Selected extract ->
Tuesday, April 03, 2007
The Republic of Vermont
The United States of America, on paper, is an excellent idea.
Like all pure notions, however, the reality does not always live up to the dream.
Before right-wingers start screaming for the scribe’s head or immediate deportation to foreign shores (or airport tarmacs), let’s be clear: We should all, always, be striving toward, “a more perfect union.”
Those who claim some kind of perfection already exists are not really living in this country, rather in what they fancy it to be, which is not okay.
the scribe has been sitting on a very interesting piece published in the “Washington Post” over the weekend entitled “The Republic of Vermont.”
It is something of a radical manifesto of secession and how it got into a mainstream paper of record is as much a mystery to him as to you.

Activity list ->
**1.** In the blog post, which newspaper published the piece titled "The Republic of Vermont"?
**2.** List every phrase the blog post encloses in quotation marks.

Study material ->

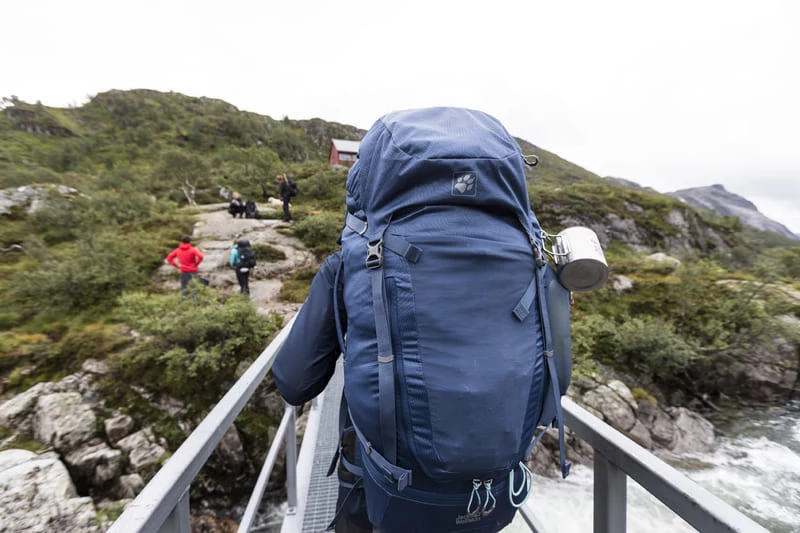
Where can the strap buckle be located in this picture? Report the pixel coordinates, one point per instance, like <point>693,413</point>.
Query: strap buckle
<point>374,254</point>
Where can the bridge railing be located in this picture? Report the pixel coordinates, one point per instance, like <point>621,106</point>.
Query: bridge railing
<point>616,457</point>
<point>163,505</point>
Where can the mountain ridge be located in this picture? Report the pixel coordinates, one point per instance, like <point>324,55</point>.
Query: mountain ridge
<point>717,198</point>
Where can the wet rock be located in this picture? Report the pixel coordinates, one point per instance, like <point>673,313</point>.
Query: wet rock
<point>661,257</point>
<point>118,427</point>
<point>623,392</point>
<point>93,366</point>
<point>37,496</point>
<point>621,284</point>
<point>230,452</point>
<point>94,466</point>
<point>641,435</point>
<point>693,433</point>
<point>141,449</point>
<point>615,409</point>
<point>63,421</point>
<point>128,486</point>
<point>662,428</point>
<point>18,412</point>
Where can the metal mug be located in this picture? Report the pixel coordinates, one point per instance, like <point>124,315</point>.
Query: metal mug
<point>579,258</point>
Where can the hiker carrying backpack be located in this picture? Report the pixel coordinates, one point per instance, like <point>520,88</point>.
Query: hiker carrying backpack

Task answers ->
**1.** The Washington Post

**2.**
"a more perfect union"
"Washington Post"
"The Republic of Vermont"